** start of Given data **

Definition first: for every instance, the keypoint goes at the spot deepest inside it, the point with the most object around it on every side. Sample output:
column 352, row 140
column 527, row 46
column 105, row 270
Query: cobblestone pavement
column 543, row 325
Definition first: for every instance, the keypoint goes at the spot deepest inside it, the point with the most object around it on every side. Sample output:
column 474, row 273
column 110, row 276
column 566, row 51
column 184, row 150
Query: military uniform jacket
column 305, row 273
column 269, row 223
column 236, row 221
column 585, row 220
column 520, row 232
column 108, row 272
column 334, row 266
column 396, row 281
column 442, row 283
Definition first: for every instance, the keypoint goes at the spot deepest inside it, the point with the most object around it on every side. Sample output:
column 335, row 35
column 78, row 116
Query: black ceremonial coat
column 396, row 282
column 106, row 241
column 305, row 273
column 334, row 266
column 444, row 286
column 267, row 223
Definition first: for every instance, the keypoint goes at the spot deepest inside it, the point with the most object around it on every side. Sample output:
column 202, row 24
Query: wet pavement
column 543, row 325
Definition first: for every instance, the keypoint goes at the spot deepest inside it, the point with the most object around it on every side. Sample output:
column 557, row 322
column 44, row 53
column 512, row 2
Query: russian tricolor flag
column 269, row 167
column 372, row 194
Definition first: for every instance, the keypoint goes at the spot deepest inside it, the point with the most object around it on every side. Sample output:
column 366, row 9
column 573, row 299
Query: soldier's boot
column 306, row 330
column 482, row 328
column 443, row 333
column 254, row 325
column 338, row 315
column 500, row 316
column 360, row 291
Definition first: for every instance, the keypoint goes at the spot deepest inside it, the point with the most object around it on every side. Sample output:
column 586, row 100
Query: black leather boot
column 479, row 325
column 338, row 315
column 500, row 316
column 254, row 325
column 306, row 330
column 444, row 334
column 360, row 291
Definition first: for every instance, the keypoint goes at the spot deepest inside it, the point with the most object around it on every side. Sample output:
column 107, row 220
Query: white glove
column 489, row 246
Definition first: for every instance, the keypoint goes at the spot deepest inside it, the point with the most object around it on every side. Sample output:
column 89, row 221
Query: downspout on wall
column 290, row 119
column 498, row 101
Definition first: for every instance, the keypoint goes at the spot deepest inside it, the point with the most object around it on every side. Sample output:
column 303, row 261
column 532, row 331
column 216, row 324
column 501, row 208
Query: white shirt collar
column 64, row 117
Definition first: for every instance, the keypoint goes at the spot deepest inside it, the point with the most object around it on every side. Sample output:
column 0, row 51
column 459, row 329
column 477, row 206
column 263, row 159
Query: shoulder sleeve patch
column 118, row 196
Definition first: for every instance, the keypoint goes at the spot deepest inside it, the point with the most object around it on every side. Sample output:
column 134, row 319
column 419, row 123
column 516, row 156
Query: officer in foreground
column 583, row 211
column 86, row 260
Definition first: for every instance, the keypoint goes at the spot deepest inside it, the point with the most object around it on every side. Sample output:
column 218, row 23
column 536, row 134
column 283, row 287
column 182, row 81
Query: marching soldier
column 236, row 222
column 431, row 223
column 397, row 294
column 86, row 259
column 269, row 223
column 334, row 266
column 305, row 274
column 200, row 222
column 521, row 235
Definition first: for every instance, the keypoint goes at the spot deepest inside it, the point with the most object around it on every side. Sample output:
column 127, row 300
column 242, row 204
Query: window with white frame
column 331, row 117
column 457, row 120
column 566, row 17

** end of Given data **
** start of Given data **

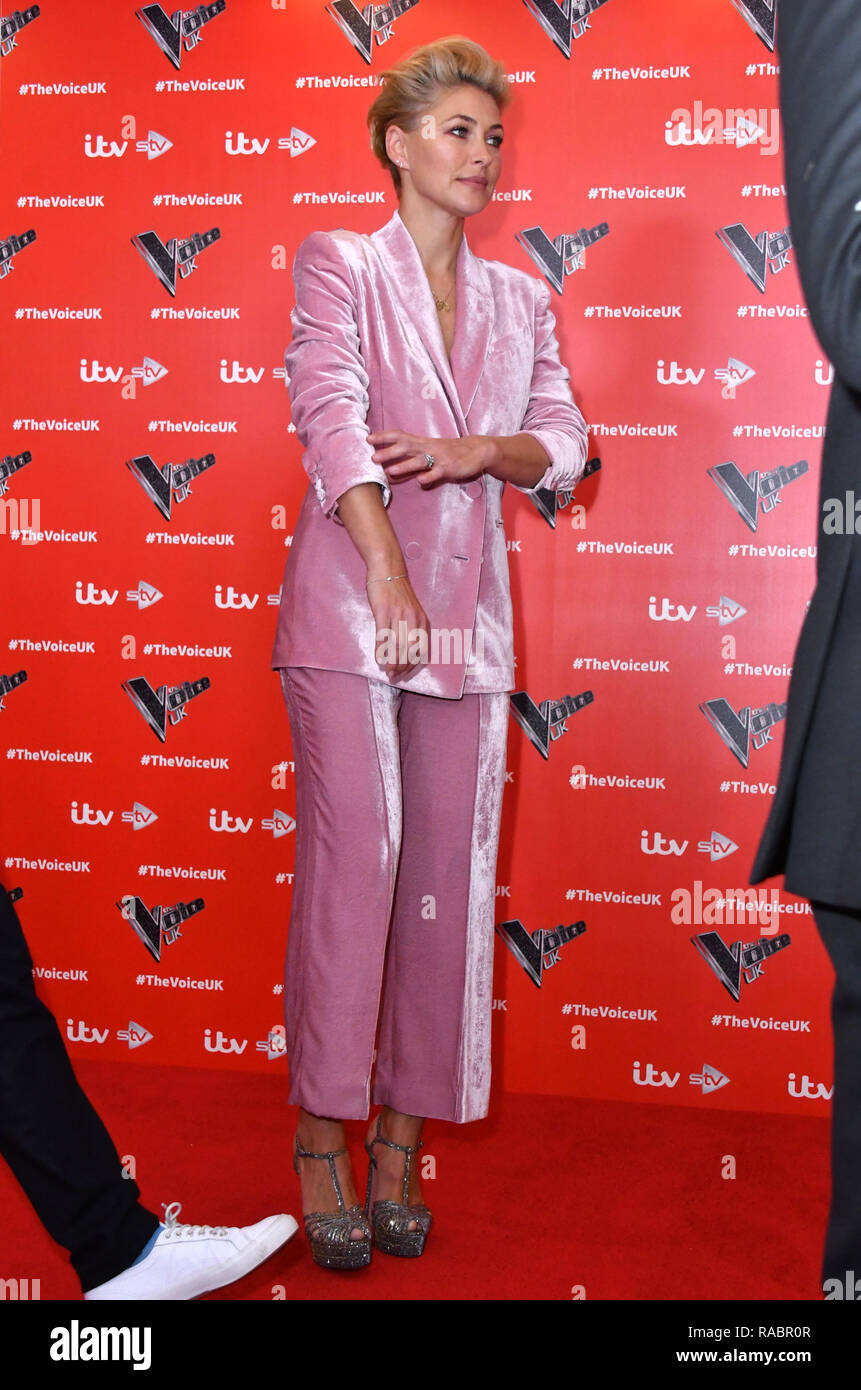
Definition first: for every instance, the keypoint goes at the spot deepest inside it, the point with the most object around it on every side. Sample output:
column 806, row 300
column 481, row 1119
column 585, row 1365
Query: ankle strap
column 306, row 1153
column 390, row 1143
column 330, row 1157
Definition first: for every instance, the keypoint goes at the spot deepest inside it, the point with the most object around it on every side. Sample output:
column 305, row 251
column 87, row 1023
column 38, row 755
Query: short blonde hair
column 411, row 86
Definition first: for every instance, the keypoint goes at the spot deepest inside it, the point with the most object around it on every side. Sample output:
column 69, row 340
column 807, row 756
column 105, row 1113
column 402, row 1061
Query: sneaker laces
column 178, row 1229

** end of Given data **
** start of Given data **

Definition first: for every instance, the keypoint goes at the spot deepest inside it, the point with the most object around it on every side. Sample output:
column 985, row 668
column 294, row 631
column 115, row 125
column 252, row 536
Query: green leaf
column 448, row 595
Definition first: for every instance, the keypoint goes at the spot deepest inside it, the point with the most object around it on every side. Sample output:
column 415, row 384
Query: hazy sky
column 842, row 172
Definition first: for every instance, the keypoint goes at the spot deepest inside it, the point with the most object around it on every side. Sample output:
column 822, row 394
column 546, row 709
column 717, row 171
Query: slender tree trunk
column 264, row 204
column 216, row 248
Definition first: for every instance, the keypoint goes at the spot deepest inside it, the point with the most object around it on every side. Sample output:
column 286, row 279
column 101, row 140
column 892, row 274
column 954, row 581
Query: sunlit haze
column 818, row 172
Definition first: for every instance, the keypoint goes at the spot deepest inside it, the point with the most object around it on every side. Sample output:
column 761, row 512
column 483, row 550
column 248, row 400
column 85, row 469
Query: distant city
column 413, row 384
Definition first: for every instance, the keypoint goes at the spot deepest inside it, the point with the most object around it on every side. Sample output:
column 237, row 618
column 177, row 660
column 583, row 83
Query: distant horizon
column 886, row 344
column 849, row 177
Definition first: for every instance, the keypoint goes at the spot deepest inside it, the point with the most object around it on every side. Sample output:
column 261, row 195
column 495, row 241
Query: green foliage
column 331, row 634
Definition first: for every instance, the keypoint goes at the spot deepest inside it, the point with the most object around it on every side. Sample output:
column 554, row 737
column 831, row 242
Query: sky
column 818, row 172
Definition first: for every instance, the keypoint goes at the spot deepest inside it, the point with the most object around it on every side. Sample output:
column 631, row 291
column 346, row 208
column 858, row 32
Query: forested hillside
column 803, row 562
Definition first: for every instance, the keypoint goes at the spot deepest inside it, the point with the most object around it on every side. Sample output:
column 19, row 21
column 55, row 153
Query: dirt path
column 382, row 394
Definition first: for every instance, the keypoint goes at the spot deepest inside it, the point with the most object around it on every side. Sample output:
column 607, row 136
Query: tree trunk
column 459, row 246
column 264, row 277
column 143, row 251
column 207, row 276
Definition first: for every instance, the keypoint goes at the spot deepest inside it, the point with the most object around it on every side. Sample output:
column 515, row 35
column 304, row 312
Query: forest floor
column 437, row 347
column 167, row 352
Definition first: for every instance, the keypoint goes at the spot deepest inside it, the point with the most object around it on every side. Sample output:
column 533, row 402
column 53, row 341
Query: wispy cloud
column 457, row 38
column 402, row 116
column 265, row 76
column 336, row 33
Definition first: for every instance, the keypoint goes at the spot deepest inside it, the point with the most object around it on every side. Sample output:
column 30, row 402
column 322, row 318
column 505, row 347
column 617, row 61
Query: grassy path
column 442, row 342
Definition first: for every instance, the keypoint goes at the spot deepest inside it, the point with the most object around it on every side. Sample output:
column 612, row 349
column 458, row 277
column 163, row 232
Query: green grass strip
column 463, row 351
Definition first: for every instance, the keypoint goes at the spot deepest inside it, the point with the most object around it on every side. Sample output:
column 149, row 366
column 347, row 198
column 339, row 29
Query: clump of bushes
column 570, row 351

** end of Given data **

= Objective =
Find every line in the rows above that contains the string "pavement", with case counting, and copy each of those lines in full.

= Solution to this problem =
Query: cobblestone pavement
Query: wet pavement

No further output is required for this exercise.